Jouw opdrachten:
**1.** Beoordeel of de volgende uitspraken overeenkomen met het fragment over de Wft-examinering hieronder. Antwoord bij elke uitspraak met ja of nee en citeer letterlijk de woorden uit het fragment die de doorslag geven. (a) De minister was bij het begin van de vergadering al aanwezig. (b) De minister wil de overgangstermijn met drie maanden verlengen. (c) Volgens mevrouw Aukje de Vries zijn de problemen met de examenvragen pas kort geleden ontstaan.
**2.** Leg in één tot drie zinnen uit waarom er volgens mevrouw Aukje de Vries in het fragment over de Wft-examinering hieronder zoveel zorg en onrust in de sector is.

Fragment uit bron:
####
4 Centrale Wft-examinering

Aan de orde is het VSO over de stand van zaken centrale Wft-examinering (32545, nr. 26). 

De voorzitter:

Goedemorgen. Ik wil de minister van harte welkom heten, maar hij is er nog niet. Hij wordt nu gehaald. Ik schors de vergadering daarom nog voor enkele ogenblikken. 

De vergadering wordt enkele ogenblikken geschorst. 

De voorzitter:

Ik wens iedereen nogmaals een goedemorgen. Ik heet de minister van Financiën en de woordvoerders van harte welkom. 

Mevrouw Aukje de Vries (VVD):

Voorzitter. Vooropgesteld: het is belangrijk dat financieel advies van goede kwaliteit is. Dat staat buiten kijf. Daarom is er een nieuw vakbekwaamheidsbouwwerk ingevoerd. Er is echter op dit moment veel zorg en onrust in de sector, vooral omdat bij het niet halen van de examens de baan of het bedrijf op het spel staat. De minister heeft inmiddels gezegd dat hij drie maanden verlenging van de overgangstermijn wil geven. De problemen met de kwaliteit van de examenvragen en de technische problemen speelden echter al veel langer. Vandaar dat ik de volgende motie indien.
####
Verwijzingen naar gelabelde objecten
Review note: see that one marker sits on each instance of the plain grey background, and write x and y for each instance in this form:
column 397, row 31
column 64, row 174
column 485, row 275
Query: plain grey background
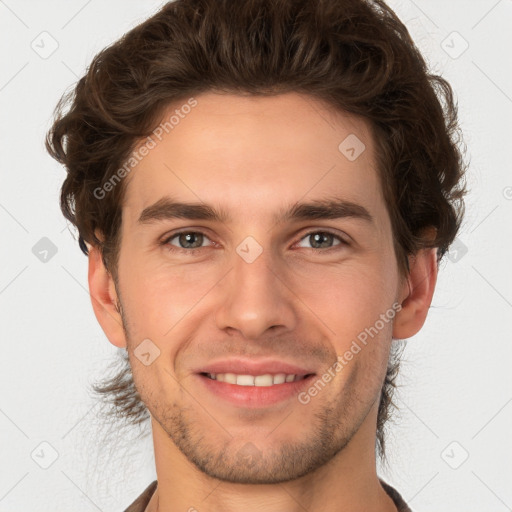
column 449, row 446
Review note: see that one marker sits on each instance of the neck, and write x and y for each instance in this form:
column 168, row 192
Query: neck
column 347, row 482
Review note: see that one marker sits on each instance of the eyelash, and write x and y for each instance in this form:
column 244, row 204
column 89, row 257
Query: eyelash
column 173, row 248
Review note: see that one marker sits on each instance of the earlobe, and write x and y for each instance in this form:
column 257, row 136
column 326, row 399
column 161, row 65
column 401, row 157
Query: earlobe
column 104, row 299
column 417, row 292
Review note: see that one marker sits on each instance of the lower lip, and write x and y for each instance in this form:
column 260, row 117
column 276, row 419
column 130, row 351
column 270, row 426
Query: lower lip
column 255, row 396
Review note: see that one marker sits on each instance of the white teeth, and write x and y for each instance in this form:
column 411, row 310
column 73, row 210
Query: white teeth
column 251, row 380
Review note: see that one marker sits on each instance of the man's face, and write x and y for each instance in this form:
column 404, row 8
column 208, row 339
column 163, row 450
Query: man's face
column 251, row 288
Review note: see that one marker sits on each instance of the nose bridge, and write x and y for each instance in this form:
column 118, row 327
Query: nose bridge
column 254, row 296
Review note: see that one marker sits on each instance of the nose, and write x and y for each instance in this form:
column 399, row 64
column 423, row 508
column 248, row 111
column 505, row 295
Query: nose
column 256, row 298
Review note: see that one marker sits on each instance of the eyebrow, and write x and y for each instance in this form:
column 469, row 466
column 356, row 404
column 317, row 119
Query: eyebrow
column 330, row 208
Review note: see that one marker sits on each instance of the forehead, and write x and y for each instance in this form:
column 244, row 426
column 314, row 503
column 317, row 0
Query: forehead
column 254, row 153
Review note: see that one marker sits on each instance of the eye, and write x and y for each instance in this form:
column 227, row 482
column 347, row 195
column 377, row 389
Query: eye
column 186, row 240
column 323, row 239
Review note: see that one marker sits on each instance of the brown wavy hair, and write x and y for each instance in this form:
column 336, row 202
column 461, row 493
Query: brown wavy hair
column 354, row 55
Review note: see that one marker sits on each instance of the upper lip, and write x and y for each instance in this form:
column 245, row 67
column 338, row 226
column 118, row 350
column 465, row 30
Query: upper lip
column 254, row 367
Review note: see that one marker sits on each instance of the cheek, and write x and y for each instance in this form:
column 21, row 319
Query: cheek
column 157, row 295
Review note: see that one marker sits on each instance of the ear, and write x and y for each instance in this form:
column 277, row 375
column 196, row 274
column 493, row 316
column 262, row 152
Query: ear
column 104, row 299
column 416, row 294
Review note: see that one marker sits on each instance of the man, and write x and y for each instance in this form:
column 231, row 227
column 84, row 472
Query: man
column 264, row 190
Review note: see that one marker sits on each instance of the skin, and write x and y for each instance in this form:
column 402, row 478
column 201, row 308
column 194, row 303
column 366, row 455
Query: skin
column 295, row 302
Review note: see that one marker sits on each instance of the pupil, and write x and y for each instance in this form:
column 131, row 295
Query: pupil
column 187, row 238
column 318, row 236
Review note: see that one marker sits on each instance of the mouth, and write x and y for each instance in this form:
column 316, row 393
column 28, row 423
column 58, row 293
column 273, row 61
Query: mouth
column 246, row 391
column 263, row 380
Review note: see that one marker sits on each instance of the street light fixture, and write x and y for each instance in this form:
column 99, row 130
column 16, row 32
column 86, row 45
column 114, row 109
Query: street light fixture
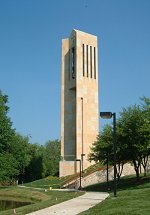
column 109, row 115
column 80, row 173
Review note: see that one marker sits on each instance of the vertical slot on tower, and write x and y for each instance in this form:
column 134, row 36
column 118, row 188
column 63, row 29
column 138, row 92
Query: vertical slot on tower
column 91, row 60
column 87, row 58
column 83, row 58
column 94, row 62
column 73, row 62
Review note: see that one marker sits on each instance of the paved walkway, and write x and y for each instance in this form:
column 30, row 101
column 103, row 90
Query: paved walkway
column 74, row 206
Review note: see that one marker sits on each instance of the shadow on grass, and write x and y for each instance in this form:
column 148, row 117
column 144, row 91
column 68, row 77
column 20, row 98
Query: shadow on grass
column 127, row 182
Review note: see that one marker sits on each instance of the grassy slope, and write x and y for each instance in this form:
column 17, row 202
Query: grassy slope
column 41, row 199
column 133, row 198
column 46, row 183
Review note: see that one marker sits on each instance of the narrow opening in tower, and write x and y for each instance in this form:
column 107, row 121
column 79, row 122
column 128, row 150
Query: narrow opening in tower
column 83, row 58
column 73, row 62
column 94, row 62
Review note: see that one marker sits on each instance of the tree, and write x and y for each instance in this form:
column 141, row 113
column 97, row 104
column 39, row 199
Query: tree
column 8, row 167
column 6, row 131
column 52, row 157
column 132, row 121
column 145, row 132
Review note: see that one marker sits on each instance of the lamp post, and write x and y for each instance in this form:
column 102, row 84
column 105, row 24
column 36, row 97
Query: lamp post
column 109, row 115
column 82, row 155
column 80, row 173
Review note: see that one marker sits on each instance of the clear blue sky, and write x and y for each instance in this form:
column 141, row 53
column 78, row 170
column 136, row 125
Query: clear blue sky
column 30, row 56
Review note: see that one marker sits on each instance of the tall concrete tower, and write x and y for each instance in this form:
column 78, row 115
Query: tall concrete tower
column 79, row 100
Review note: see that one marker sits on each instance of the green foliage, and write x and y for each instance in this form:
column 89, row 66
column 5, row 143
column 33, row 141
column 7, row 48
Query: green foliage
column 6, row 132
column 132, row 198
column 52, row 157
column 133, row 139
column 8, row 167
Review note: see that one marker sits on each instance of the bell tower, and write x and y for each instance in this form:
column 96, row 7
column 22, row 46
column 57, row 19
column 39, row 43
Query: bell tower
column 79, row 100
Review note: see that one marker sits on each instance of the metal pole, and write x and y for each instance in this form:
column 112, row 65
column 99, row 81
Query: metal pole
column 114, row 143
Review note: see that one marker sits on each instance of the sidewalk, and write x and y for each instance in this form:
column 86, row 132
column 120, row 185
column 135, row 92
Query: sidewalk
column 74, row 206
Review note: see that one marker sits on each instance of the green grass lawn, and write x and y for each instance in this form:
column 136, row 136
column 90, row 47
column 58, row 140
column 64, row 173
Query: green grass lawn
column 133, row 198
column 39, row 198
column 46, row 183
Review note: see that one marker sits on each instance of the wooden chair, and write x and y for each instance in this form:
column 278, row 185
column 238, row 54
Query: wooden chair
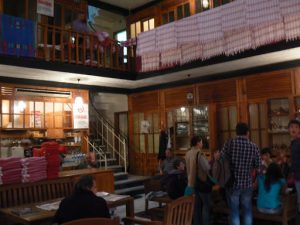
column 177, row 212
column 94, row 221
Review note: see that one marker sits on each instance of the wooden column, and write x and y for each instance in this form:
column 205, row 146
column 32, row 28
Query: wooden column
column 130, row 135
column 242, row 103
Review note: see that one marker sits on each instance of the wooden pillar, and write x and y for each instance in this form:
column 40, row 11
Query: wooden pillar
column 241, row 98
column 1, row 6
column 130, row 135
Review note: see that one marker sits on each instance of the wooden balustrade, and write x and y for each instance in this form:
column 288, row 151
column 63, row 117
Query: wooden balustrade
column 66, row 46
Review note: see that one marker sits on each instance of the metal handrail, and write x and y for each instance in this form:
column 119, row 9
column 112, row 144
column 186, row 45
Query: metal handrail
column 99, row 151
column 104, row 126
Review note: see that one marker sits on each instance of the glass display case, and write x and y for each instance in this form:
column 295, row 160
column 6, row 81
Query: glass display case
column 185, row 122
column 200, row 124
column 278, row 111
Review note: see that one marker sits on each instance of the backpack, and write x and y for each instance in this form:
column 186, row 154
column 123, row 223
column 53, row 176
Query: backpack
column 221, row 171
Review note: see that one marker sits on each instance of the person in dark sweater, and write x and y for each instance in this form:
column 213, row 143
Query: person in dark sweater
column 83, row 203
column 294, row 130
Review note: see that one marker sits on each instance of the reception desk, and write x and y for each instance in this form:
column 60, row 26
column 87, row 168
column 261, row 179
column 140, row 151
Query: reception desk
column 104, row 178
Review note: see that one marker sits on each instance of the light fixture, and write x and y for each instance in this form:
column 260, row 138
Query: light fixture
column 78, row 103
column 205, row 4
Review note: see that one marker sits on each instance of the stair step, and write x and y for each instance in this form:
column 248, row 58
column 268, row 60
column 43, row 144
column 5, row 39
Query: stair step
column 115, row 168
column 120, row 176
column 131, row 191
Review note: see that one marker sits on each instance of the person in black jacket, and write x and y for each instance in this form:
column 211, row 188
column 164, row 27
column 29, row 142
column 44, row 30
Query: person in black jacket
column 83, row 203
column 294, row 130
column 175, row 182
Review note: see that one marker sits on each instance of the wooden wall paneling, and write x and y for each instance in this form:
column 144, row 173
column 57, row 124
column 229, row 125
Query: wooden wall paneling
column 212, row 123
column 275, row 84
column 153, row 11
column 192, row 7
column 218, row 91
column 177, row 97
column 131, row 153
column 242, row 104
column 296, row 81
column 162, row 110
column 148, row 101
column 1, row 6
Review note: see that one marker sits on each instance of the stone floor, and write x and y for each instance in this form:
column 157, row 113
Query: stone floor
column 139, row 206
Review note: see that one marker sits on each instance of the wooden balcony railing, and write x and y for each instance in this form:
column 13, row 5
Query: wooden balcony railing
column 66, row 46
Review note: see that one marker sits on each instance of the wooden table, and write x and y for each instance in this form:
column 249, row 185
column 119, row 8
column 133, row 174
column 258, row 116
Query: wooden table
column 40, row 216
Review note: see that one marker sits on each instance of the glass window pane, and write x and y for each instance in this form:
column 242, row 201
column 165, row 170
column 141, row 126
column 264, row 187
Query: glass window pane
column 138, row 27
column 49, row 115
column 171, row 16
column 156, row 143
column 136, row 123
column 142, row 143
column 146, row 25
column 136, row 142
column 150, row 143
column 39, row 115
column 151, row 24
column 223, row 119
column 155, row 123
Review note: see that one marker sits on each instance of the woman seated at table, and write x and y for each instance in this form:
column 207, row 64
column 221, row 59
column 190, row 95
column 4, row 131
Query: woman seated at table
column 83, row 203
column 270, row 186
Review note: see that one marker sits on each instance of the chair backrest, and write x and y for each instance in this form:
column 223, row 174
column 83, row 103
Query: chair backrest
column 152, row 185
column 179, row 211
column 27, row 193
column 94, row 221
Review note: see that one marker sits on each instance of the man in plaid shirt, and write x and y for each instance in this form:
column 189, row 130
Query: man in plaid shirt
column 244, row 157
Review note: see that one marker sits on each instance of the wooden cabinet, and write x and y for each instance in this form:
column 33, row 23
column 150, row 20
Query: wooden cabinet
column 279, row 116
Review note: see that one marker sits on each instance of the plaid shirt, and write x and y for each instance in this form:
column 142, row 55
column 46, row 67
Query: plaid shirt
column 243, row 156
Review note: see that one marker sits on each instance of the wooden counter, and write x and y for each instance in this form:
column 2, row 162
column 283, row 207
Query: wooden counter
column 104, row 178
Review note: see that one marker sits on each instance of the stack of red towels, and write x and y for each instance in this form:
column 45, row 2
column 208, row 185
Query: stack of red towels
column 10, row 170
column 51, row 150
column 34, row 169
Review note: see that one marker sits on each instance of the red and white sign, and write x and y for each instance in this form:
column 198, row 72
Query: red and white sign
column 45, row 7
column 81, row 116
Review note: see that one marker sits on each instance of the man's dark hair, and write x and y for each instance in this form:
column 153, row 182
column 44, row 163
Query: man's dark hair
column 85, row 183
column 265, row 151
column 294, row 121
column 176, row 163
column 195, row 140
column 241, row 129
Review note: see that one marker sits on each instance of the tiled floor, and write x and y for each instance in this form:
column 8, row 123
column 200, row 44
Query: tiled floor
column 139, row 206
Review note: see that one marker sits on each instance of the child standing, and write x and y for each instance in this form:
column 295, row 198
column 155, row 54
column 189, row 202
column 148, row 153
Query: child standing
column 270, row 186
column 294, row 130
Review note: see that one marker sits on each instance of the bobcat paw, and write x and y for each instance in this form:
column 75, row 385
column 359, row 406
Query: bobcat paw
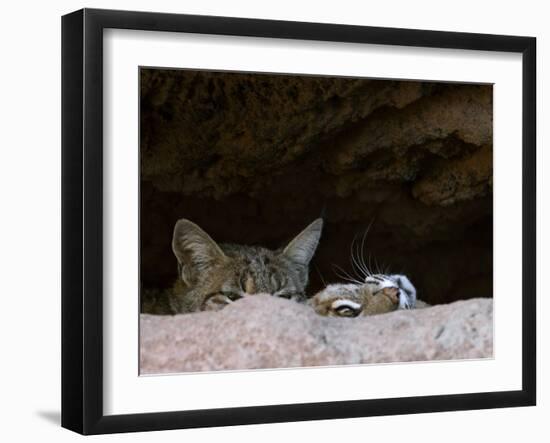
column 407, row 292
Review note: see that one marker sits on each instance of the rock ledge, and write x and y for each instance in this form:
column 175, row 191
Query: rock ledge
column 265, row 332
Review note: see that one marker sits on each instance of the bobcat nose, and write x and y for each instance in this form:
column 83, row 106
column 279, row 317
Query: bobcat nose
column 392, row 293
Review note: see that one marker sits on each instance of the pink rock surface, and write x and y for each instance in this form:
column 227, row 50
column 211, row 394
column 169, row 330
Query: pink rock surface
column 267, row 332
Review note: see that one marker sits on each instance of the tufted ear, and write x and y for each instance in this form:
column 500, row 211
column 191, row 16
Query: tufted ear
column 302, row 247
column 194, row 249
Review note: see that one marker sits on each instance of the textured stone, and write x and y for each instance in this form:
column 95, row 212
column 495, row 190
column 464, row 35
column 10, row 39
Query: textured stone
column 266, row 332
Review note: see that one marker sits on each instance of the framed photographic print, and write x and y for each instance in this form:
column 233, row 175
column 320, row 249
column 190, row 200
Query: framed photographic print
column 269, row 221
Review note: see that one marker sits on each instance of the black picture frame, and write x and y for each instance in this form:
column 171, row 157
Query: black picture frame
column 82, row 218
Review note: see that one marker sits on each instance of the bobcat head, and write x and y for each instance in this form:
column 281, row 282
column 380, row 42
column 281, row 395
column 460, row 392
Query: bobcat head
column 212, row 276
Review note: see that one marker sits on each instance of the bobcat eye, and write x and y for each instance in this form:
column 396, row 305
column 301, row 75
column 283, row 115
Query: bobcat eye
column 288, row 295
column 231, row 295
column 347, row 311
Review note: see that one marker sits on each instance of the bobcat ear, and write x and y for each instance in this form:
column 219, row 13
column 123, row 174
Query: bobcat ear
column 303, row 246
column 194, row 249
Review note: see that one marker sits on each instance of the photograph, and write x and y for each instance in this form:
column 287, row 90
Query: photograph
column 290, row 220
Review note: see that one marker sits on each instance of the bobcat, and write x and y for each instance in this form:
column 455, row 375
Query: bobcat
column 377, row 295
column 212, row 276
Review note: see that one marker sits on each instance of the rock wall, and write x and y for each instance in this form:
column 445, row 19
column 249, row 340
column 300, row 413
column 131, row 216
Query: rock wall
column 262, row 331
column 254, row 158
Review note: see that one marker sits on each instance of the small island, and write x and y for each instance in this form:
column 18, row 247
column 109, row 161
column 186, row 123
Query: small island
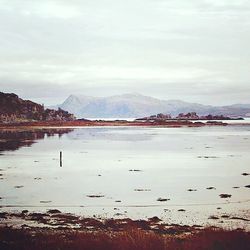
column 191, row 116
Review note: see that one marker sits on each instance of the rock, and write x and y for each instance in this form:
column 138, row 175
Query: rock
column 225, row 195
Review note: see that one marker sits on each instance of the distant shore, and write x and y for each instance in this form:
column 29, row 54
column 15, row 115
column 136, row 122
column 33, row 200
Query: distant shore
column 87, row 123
####
Lijst met oplossingen:
**1.**
(a) Nee: "maar hij is er nog niet."
(b) Ja: "De minister heeft inmiddels gezegd dat hij drie maanden verlenging van de overgangstermijn wil geven."
(c) Nee: "De problemen met de kwaliteit van de examenvragen en de technische problemen speelden echter al veel langer."

**2.** Er is veel zorg en onrust in de sector, omdat de baan of het bedrijf op het spel staat als iemand de examens niet haalt.